With nothing left out, repeat every entry exactly.

::: THE DATA :::

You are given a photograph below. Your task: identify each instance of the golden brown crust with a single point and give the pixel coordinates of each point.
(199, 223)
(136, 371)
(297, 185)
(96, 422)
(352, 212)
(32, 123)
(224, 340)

:::

**THE COMPLETED TASK**
You are given a photograph below. Your task: identify each instance of the golden brown crust with a single point and give the pixel coordinates of each point.
(199, 223)
(136, 371)
(297, 185)
(96, 422)
(352, 212)
(32, 123)
(224, 340)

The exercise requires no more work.